* START *

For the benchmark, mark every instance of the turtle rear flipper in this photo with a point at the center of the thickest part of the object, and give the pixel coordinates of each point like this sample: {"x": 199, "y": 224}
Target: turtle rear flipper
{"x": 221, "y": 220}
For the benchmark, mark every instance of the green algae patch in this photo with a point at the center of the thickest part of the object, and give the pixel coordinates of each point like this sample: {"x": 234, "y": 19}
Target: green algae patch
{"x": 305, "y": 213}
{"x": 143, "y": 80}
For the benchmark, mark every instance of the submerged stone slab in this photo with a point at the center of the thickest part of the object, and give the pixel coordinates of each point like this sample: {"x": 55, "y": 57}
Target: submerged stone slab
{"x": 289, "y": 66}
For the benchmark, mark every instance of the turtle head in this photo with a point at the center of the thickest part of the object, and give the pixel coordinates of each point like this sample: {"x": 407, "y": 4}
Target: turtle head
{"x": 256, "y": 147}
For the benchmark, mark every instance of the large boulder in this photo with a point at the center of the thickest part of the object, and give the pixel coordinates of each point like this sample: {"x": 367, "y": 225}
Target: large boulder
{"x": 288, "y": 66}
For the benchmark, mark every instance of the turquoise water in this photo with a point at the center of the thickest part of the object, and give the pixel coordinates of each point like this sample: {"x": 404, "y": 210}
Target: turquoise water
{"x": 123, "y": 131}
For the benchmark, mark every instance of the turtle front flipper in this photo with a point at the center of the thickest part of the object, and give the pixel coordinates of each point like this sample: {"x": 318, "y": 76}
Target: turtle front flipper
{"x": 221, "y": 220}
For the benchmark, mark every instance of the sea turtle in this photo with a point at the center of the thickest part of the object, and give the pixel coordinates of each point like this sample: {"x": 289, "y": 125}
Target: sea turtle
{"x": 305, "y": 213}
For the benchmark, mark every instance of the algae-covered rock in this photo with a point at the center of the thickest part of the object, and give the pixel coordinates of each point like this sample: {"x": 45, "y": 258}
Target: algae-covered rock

* END *

WRITTEN EXERCISE -> Can you reproduce all of the records above word for word, keeping every line unchanged?

REPLY ->
For the benchmark, mark every instance of the turtle rear flipper in this photo with a point at the center of the thickest part of the object, and give the pixel coordinates of each point like this sample: {"x": 199, "y": 224}
Target: turtle rear flipper
{"x": 221, "y": 220}
For the benchmark, mark every instance of the green algae patch in this photo with a point at the center of the thickest part of the object, and give the pixel coordinates of each point like this sample: {"x": 234, "y": 19}
Target: green algae patch
{"x": 305, "y": 213}
{"x": 143, "y": 80}
For the benchmark, mark every instance of the submerged stone slab in this photo with a point at the center of the thickest part of the object, and give the pixel coordinates of each point like this sample: {"x": 55, "y": 57}
Target: submerged stone slab
{"x": 289, "y": 66}
For the benchmark, mark every instance of the turtle head in this photo with a point at the center of the thickest part of the object, and give the pixel coordinates of each point like this sample: {"x": 407, "y": 4}
Target: turtle head
{"x": 256, "y": 147}
For the benchmark, mark every instance of the large boulder in this photo with a point at the center of the thickest part of the object, and give the pixel coordinates of each point like this sample: {"x": 367, "y": 225}
Target: large boulder
{"x": 288, "y": 66}
For the benchmark, mark every instance of the turquoise water in this photo with a point at the center of the thickest part of the object, and give the pixel coordinates of each point like this sample: {"x": 404, "y": 210}
Target: turquoise water
{"x": 123, "y": 131}
For the benchmark, mark every instance of the turtle front flipper in this photo with a point at the center of the thickest part of the object, and give the pixel coordinates of each point like this sample: {"x": 318, "y": 76}
Target: turtle front flipper
{"x": 221, "y": 220}
For the benchmark, mark every instance of the sea turtle in this photo with a point at the center of the thickest part of the object, and give the pixel coordinates of each point like this sample: {"x": 289, "y": 125}
Target: sea turtle
{"x": 305, "y": 213}
For the benchmark, mark every instance of the algae-covered rock in this photo with a point at the center of the thickest part of the object, and give the pixel coordinates of each point like this sample: {"x": 45, "y": 258}
Target: algae-covered rock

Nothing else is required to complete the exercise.